Items listed in a dataset
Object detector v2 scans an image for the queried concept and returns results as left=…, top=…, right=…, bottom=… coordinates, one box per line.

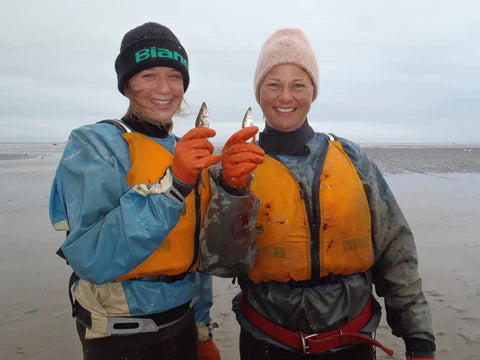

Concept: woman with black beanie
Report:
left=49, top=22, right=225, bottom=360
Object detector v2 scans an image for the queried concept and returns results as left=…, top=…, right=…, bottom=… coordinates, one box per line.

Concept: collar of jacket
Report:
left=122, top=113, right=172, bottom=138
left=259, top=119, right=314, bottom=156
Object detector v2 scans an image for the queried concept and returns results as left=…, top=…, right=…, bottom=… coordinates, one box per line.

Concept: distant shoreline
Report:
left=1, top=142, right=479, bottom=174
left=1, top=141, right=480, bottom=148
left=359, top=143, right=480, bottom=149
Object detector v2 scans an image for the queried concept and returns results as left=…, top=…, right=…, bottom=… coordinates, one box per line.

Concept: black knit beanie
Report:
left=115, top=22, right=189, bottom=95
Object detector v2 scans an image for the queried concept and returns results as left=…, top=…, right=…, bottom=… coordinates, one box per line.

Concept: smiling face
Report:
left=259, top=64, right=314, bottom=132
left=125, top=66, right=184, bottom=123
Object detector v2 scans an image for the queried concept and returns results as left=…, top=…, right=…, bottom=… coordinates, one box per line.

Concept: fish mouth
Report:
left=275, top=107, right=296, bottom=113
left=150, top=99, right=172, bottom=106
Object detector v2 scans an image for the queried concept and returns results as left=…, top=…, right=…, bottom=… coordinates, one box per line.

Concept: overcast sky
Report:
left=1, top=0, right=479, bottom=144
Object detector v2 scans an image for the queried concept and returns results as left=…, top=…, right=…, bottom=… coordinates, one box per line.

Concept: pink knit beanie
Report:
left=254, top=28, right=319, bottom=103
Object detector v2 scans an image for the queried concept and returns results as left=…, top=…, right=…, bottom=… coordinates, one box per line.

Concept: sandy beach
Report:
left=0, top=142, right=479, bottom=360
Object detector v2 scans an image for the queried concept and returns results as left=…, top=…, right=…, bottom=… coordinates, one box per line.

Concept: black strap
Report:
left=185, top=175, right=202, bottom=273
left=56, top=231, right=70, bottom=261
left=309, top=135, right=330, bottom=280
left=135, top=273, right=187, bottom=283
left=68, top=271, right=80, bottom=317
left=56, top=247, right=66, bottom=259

--

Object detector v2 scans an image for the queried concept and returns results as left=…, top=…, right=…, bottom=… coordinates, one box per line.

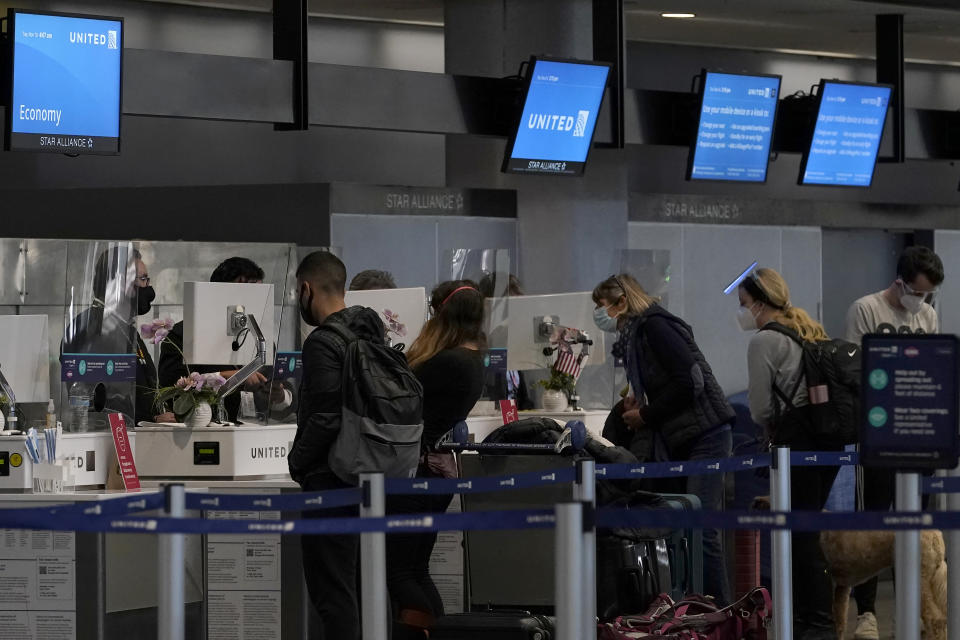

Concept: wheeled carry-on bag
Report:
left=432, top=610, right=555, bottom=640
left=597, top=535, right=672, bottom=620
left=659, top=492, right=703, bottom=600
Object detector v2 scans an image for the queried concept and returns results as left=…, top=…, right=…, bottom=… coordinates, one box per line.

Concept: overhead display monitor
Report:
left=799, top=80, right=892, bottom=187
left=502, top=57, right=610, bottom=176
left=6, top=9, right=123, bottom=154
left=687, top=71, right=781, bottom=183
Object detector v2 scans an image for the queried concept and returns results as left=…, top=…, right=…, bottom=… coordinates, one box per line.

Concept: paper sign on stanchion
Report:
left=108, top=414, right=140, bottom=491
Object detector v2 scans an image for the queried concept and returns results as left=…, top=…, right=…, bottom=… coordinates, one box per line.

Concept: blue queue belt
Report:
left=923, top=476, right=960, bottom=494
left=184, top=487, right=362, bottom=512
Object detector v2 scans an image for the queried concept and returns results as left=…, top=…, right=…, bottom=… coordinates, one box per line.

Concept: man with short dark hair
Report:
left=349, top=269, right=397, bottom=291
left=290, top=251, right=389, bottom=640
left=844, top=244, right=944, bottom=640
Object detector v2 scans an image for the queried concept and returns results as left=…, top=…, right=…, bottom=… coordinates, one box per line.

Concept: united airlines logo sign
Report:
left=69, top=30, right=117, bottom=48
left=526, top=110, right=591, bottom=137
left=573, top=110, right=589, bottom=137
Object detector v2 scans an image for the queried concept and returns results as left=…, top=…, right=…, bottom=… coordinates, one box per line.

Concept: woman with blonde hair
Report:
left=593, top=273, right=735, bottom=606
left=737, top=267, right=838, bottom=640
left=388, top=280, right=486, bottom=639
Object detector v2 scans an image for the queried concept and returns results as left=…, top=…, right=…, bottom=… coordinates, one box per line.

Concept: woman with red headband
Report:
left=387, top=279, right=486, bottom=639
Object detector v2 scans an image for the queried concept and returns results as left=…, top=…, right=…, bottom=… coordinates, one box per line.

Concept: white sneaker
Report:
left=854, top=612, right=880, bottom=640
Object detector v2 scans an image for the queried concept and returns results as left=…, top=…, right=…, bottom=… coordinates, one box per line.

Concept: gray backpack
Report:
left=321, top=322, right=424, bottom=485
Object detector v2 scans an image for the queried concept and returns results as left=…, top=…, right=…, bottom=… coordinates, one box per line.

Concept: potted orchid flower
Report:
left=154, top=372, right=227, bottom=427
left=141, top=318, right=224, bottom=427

* **Aim of the task**
Every line holding the string "with" should be copied here, so please find those lines in the data.

* **Result**
Concept: woman with black beanie
Concept: man with short dark hair
Concept: woman with blonde hair
Concept: woman with red headband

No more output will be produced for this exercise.